Input records: Begin

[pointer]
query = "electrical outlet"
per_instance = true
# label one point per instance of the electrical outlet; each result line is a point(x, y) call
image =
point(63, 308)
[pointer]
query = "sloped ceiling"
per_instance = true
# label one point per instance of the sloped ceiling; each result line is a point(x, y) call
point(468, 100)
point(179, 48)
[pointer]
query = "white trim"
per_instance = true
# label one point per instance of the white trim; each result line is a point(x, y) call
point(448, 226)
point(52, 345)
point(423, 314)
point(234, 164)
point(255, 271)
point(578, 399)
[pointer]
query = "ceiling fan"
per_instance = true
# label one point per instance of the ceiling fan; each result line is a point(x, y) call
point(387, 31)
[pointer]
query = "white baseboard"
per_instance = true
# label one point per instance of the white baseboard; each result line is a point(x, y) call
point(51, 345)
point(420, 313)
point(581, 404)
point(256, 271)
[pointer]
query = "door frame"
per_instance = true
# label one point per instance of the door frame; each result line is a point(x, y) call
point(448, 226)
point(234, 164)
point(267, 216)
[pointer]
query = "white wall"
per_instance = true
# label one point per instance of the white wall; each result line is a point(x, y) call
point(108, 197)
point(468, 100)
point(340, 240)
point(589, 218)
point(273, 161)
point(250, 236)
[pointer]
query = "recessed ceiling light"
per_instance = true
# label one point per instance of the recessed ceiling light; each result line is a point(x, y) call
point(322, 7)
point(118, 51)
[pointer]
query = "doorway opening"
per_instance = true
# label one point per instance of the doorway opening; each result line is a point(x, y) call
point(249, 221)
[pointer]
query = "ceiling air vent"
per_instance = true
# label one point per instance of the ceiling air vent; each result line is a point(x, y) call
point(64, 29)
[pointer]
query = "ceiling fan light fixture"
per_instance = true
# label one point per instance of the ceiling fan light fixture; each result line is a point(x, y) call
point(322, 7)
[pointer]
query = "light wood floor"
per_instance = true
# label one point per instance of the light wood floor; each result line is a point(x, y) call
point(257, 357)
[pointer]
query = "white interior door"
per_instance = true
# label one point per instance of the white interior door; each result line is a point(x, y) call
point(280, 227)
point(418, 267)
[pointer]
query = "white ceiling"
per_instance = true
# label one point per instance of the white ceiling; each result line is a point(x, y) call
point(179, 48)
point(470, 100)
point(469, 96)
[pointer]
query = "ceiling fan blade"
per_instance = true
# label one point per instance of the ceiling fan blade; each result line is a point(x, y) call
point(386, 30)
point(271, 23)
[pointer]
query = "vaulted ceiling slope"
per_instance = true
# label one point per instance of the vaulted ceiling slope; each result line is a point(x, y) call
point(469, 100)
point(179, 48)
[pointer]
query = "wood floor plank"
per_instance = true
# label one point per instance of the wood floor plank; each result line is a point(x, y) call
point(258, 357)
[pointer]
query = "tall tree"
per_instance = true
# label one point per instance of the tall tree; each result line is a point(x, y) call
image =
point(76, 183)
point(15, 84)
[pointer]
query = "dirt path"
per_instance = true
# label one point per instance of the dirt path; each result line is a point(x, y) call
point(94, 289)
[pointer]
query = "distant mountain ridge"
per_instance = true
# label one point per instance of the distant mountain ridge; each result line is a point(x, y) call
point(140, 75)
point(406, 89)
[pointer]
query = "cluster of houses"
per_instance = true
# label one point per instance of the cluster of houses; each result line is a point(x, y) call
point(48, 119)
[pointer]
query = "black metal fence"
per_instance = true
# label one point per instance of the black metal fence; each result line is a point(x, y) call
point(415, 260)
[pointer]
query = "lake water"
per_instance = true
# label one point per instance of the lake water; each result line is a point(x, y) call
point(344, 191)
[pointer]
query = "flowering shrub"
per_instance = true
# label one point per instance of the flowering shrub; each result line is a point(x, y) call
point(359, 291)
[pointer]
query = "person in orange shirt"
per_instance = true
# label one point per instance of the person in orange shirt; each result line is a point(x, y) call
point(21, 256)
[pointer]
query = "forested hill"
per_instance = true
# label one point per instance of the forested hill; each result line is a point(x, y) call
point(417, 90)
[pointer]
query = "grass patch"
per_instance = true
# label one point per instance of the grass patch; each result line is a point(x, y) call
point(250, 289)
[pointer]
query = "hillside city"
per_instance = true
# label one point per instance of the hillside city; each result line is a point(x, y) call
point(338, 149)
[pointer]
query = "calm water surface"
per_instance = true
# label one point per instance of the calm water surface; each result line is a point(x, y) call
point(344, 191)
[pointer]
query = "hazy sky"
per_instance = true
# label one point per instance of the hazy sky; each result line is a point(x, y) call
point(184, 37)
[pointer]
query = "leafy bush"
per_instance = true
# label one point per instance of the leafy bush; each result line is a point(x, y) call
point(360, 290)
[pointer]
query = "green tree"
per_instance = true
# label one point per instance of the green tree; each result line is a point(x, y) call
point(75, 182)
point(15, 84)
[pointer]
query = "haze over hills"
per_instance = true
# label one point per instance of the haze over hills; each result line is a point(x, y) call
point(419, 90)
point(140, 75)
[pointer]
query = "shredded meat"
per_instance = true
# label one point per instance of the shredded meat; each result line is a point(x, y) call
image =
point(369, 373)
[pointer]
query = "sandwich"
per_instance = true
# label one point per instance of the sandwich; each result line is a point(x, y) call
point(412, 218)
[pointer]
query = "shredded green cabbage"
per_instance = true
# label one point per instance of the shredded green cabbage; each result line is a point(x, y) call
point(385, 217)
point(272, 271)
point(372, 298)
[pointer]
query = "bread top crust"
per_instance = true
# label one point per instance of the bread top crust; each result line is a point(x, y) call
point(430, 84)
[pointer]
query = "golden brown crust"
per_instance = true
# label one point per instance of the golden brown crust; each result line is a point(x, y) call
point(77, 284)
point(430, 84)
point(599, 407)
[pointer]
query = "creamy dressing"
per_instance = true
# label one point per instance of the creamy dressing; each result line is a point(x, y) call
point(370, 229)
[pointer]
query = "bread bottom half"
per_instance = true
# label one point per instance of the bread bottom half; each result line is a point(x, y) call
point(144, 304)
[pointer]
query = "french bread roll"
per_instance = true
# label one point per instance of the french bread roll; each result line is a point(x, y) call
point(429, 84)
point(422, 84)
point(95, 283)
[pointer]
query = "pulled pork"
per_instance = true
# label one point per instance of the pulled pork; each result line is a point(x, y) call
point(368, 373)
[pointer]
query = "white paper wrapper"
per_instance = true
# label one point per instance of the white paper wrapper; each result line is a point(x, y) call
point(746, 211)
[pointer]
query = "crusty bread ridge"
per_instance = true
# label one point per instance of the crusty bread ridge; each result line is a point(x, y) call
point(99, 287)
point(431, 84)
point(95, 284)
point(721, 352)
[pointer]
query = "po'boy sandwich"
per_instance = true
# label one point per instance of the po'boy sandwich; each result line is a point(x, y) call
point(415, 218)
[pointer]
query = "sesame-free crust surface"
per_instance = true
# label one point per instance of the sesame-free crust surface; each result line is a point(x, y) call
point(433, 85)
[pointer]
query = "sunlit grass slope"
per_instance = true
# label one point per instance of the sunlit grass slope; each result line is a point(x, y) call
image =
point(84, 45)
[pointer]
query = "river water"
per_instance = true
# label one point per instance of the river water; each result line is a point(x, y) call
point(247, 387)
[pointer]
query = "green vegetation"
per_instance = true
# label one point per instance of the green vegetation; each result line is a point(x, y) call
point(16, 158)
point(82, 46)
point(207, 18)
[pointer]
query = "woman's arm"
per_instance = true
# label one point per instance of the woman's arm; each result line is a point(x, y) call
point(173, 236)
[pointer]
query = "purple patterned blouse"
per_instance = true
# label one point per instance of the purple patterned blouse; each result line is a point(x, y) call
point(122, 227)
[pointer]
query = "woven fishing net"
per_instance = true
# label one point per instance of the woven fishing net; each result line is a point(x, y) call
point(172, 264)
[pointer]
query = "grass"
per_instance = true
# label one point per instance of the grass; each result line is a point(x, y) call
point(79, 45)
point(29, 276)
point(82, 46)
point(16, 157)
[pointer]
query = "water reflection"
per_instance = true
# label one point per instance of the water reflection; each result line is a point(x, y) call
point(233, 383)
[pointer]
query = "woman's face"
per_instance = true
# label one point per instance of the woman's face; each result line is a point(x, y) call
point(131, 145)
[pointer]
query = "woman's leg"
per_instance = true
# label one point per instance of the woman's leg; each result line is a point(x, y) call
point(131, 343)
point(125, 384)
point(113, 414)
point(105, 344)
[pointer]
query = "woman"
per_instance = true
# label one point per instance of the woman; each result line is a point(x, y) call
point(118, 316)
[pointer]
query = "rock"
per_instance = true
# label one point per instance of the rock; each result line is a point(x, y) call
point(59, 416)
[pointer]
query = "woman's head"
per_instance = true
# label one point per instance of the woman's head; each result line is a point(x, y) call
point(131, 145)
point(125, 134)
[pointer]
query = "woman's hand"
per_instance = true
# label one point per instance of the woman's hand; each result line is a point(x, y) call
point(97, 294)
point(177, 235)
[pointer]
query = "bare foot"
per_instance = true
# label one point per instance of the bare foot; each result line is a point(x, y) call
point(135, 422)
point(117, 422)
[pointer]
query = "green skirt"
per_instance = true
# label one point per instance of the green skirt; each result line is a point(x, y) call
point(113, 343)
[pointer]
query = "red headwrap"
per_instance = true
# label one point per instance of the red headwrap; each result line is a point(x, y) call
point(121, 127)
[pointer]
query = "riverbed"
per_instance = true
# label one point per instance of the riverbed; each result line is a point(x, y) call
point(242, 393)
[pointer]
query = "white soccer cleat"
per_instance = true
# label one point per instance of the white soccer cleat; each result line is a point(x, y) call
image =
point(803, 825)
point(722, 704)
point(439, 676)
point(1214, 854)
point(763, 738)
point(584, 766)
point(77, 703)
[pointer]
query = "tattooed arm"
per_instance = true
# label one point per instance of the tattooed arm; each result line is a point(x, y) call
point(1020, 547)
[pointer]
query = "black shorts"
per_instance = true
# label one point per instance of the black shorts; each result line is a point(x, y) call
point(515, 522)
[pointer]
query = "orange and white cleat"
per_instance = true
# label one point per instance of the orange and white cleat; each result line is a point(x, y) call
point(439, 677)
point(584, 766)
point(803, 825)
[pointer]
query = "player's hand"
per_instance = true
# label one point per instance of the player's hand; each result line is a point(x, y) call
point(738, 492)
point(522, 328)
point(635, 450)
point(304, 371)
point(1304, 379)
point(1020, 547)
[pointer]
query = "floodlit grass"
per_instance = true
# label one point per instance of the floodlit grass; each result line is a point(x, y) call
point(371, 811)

Input records: End

§ **About this exercise**
From the entries above, extract each line containing "sunlit".

§ **Written reply**
query = "sunlit grass slope"
# label one point per instance of the sunlit grass slope; each result line is a point(x, y) call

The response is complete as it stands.